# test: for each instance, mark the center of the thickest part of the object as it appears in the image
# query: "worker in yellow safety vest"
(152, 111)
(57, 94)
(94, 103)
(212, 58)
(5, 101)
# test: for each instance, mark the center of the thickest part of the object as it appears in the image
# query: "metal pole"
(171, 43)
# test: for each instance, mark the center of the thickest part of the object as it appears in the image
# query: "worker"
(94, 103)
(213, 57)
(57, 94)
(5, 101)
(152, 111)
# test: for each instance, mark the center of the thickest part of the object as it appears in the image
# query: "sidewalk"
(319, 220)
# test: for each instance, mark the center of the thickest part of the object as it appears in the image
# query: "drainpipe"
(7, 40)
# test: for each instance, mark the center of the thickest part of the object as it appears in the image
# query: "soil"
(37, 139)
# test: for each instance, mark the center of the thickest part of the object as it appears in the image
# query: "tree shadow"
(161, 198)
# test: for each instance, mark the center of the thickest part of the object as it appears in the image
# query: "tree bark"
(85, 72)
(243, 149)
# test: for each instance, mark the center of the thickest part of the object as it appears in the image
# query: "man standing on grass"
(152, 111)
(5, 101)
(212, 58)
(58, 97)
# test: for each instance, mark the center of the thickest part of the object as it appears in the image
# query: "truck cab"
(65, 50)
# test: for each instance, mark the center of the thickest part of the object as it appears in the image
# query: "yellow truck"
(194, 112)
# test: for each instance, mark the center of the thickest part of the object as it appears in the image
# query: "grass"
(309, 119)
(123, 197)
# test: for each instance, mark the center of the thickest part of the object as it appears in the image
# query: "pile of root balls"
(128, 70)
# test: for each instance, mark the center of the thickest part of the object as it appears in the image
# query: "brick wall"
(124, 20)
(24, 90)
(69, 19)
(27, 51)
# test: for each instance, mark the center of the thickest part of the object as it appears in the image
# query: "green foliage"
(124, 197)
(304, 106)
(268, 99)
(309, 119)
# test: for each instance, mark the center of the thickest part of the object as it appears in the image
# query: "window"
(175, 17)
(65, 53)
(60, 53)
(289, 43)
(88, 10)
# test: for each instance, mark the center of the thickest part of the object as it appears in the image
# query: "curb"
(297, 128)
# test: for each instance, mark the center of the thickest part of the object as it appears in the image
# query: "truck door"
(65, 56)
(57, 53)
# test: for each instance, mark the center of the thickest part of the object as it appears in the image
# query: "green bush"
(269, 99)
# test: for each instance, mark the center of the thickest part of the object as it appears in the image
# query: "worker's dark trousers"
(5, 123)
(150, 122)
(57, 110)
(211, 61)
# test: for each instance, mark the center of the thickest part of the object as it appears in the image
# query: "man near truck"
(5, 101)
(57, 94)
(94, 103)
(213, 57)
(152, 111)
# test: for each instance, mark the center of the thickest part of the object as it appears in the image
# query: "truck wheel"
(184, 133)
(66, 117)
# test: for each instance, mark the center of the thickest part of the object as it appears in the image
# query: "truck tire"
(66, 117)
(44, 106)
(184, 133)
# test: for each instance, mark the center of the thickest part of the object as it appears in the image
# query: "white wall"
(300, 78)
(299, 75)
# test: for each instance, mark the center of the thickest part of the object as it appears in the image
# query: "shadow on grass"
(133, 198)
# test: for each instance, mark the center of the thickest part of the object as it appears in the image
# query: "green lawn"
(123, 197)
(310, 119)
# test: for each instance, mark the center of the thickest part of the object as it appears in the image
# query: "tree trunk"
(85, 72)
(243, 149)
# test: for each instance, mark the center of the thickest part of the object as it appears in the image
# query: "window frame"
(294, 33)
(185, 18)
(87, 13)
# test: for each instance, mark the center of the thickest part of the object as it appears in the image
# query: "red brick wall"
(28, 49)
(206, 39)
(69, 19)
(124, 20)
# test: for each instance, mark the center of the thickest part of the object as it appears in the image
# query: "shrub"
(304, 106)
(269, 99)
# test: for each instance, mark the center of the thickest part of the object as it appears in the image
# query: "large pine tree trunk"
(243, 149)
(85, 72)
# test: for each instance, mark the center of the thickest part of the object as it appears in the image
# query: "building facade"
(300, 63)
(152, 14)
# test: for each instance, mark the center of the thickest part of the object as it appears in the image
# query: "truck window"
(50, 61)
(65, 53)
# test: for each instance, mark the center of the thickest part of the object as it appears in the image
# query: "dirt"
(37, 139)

== WORK TO COMPLETE ==
An exact, complete copy of the records is the expected answer.

== RESULT OF THE TASK ==
# test: for each instance, mark the center of the thickest part of the object as it appears in the image
# query: "worker in yellow safety vest"
(152, 111)
(57, 94)
(94, 103)
(212, 58)
(5, 101)
# test: for each instance, mark the center of the thickest part of the object as it appears in the image
# query: "metal pole"
(171, 43)
# test: for each instance, mark the center of the thickest part of the object as it appears in the image
# query: "worker"
(94, 103)
(213, 57)
(57, 94)
(5, 101)
(152, 111)
# test: for each instance, mark the center of the thickest part of the object as it appears in the image
# query: "sidewalk"
(319, 220)
# test: for each instance, mark the center of the thickest part of the object as it appears in the image
# query: "drainpipe"
(7, 40)
# test: for each instance, mark the center of the thickest part of the object as it appears in the image
# query: "soil"
(37, 139)
# test: for each instance, mark the center of the thickest part of the object as it appears in the image
# query: "tree shadow"
(161, 198)
# test: for each instance, mark the center of the thickest part of the object as it appears in the image
# query: "tree bark"
(85, 72)
(243, 149)
# test: for each instance, mark the center of the thickest part of the object as it appears in the image
# query: "man standing on grass"
(152, 111)
(5, 101)
(212, 58)
(58, 97)
# test: for each instance, mark the center of the thickest part of the object as it appears in the image
# query: "truck cab"
(65, 50)
# test: for each instance, mark the center of the thickest part of the object as it appears in the image
# query: "yellow truck"
(194, 112)
# test: for each instance, mark the center of the thickest part of the object as it appears in the image
# query: "grass"
(309, 119)
(123, 197)
# test: for each instance, mark the center of the thickest part of the object as it appears in the image
# query: "pile of root balls"
(128, 70)
# test: for each instance, mark the center of the thickest part of the object as it appears in the image
# query: "brick wall"
(124, 20)
(24, 90)
(69, 19)
(27, 51)
# test: for each instance, mark the center of the thickest part of the object as it appears in the image
# query: "green foliage"
(124, 197)
(304, 106)
(268, 99)
(309, 119)
# test: for each instance, mark the center of the thickest part of the object as it appears in the image
# query: "window"
(175, 17)
(65, 53)
(60, 53)
(289, 43)
(88, 10)
# test: for each instance, mark the center of the thickest part of the object as it appears in the image
# query: "curb"
(297, 128)
# test: for each instance, mark the center of the thickest part of the object as it appears in the image
# query: "truck door"
(65, 56)
(57, 53)
# test: for each instance, mark the center of the thickest part of the object as it appears in the image
# query: "green bush"
(269, 99)
# test: for each instance, mark the center of the thickest part of the object as it appears in the image
# query: "worker's dark trousers"
(5, 123)
(150, 122)
(57, 110)
(211, 61)
# test: for each instance, mark the center of the thickest part of the object as it appears in the image
# query: "man near truck"
(5, 101)
(57, 94)
(94, 103)
(213, 57)
(152, 111)
# test: for each instance, mark the center of the thickest part of the object as it appears in the image
# query: "truck wheel"
(184, 133)
(66, 117)
# test: for each instance, mark the center of the thickest part of the object as it appears in the image
# query: "truck tire"
(66, 117)
(44, 106)
(184, 133)
# test: for each instance, mark the center of the thickest part of the object as it appears in the image
# query: "white wall"
(300, 78)
(299, 75)
# test: for each instance, mark the center of the thickest part of the object as it appears in the image
# query: "shadow on grass"
(133, 198)
# test: for each instance, mark the center of the thickest part of the object as it appears in the image
# query: "green lawn"
(123, 197)
(310, 119)
# test: for each instance, mark the center of the thickest part of the object as it appears in the image
# query: "tree trunk"
(85, 72)
(243, 149)
# test: for each instance, mark the center of the thickest part of the object as it appears in the image
# query: "window frame"
(294, 33)
(185, 18)
(87, 13)
# test: for each instance, mark the center of the thickest part of the object as it appears in the image
# query: "red brick wall"
(28, 49)
(206, 39)
(69, 19)
(124, 20)
# test: for each instance, mark the center of the thickest part of the object as it appears in the image
# query: "shrub"
(304, 106)
(269, 99)
# test: for each instance, mark the center of the thickest part of the object as it appears in the image
# query: "large pine tree trunk"
(243, 149)
(85, 72)
# test: for each instance, mark the center of the thickest part of the object as it appears in the image
# query: "building facade"
(300, 63)
(152, 14)
# test: for each instance, mark the center of the thickest part of the object as it appears in the image
# query: "truck window"
(50, 61)
(65, 53)
# test: for each instance, mark the center of the thickest part of the object as it appears in the image
# query: "dirt"
(37, 139)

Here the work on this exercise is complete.